━━━ EXTRACTED TEXT
Route information
- Maintained by ArDOT
- Existed: 1926–present

Section 1
- Length: 58.30 mi (93.82 km)
- South end: US 59 / US 71 near Ben Lomond
- Major intersections: US 278 in Nashville US 371 / AR 24 in Nashville US 70 / AR 84 at Kirby
- North end: US 270 in Mount Ida

Section 2
- Length: 46.09 mi (74.17 km)
- South end: US 270 / AR 379 near Mount Ida
- North end: AR 10 in Danville

Section 3
- Length: 18.41 mi (29.63 km)
- South end: AR 10 in Danville
- North end: AR 7 / AR 22 in Dardanelle

Section 4
- Length: 71.98 mi (115.84 km)
━━━━━━
> STATED GOAL 1
Gather every line of the records below that contains the string "seat", treating uppercase and lowercase letters as distinct.
━━━ RECORD SET
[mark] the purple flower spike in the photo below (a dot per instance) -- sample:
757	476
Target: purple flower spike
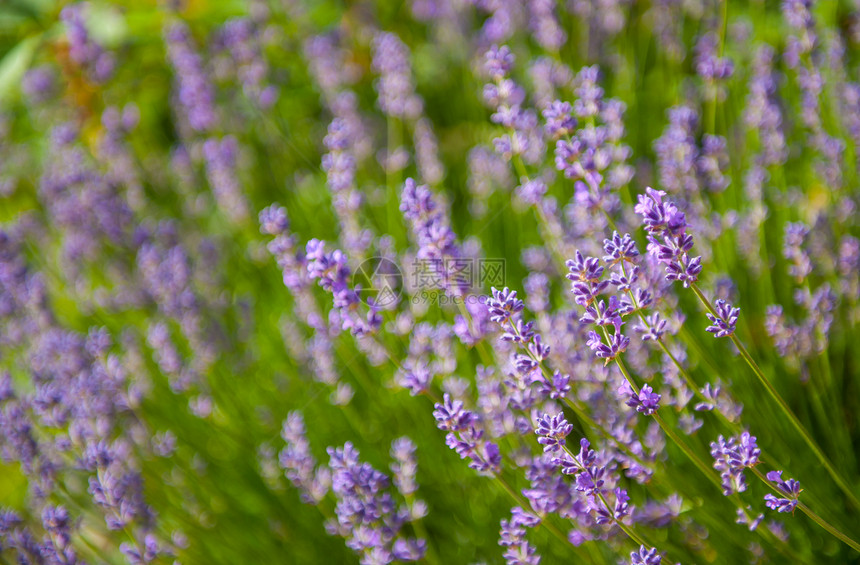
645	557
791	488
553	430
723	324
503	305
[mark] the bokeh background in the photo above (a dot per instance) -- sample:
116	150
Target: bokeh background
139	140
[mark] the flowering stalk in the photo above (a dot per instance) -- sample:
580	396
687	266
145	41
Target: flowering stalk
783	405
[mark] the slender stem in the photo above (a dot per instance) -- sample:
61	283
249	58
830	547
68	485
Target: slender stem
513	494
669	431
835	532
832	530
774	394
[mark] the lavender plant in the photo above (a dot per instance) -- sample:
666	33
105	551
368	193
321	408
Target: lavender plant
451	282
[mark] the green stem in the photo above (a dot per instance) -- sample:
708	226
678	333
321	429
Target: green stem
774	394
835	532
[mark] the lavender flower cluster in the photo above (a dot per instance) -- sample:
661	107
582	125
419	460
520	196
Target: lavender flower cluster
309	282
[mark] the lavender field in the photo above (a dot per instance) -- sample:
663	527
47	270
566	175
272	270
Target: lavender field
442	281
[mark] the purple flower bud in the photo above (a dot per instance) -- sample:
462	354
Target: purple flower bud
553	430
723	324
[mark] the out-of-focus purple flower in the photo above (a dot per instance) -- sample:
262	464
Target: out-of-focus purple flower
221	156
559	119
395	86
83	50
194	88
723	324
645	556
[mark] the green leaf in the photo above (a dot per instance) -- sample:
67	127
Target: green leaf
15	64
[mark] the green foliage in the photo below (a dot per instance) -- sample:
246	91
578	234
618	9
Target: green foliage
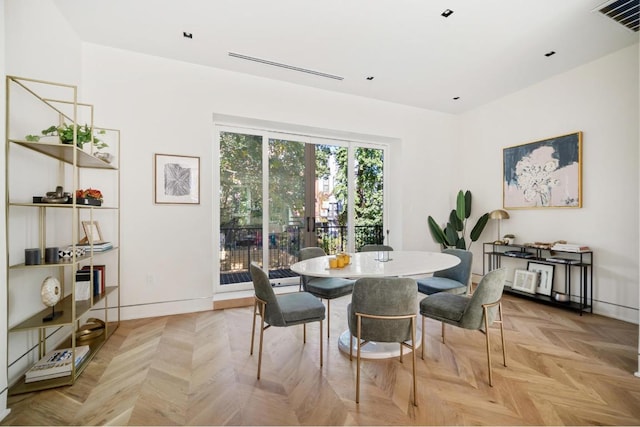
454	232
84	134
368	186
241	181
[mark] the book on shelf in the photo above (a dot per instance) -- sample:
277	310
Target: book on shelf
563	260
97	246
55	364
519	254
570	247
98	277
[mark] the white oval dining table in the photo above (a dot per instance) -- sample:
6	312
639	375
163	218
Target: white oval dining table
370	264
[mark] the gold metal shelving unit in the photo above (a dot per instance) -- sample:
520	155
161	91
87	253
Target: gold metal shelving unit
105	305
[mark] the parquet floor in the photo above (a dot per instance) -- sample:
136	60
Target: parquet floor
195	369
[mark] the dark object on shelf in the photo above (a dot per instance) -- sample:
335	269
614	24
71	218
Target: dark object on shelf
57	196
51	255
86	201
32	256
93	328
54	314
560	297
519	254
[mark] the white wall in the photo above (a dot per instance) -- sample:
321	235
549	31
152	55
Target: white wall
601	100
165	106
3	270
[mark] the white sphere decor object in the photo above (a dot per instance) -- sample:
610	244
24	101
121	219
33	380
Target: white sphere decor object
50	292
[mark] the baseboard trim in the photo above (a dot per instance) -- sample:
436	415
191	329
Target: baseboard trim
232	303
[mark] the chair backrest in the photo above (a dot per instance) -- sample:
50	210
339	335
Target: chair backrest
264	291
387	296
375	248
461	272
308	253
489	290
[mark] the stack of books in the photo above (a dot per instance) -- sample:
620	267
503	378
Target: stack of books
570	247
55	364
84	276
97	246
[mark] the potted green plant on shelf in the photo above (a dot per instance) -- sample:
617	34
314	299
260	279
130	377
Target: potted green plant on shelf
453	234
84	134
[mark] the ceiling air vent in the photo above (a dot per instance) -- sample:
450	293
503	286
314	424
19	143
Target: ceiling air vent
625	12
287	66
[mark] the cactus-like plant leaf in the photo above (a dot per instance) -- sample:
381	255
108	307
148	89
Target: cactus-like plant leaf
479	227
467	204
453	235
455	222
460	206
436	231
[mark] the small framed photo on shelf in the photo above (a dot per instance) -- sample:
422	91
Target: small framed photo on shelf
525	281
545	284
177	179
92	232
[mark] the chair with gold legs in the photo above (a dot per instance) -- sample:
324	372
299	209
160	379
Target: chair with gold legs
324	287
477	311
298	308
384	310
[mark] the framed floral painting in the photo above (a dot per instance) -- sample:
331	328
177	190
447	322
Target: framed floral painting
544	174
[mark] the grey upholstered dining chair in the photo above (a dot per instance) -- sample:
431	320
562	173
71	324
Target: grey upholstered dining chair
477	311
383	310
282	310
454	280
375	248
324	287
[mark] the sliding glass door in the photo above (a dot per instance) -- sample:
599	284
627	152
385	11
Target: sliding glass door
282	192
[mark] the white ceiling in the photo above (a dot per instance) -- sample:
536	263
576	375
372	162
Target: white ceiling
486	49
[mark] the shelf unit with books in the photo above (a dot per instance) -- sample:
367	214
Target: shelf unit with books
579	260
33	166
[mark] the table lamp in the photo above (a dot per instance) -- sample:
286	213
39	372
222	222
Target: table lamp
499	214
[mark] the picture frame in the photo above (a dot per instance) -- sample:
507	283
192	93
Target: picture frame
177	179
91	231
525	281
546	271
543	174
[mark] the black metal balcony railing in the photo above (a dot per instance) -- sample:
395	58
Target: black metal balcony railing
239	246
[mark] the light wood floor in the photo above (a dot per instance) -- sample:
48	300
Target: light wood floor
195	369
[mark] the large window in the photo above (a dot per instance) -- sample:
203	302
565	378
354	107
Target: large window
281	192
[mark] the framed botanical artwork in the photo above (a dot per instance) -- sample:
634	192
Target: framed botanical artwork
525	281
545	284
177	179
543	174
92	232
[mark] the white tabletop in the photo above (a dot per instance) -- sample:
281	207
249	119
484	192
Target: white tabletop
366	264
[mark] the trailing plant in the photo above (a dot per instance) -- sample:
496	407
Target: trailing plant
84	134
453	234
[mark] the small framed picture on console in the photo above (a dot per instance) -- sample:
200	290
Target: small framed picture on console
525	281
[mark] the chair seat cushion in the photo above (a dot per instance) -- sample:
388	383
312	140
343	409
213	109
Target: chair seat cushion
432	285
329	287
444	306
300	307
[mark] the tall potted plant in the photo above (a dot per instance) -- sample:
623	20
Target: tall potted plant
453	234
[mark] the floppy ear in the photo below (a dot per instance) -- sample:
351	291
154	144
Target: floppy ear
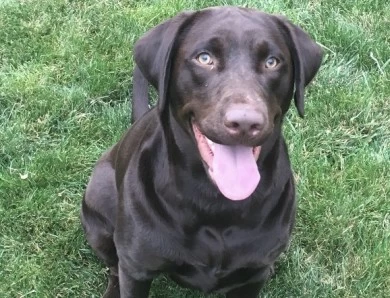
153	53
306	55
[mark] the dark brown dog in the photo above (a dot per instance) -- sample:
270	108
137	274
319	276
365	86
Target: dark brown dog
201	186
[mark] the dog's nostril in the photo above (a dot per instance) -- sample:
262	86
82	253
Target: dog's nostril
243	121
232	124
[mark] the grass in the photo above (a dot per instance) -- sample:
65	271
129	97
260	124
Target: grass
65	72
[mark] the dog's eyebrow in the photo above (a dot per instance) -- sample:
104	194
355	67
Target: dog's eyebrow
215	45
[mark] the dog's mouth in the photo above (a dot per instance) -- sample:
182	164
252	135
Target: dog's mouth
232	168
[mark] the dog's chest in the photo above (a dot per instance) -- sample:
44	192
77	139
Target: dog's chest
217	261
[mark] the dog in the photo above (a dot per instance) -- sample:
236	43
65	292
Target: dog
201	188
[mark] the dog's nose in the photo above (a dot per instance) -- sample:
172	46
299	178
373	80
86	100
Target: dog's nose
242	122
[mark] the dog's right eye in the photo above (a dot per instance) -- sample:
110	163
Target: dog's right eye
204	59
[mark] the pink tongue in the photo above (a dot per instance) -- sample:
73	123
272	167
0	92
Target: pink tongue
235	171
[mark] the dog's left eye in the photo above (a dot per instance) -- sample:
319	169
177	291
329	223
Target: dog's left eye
━━━━━━
> STATED GOAL 2
List each section length, in miles, that the route information above gives.

> FINAL RESULT 1
[mark] the chair seat cushion in the photo above (a dot per instance) -- sample:
Target: chair seat cushion

> FINAL RESULT 2
58.30 mi
46.09 mi
18.41 mi
71.98 mi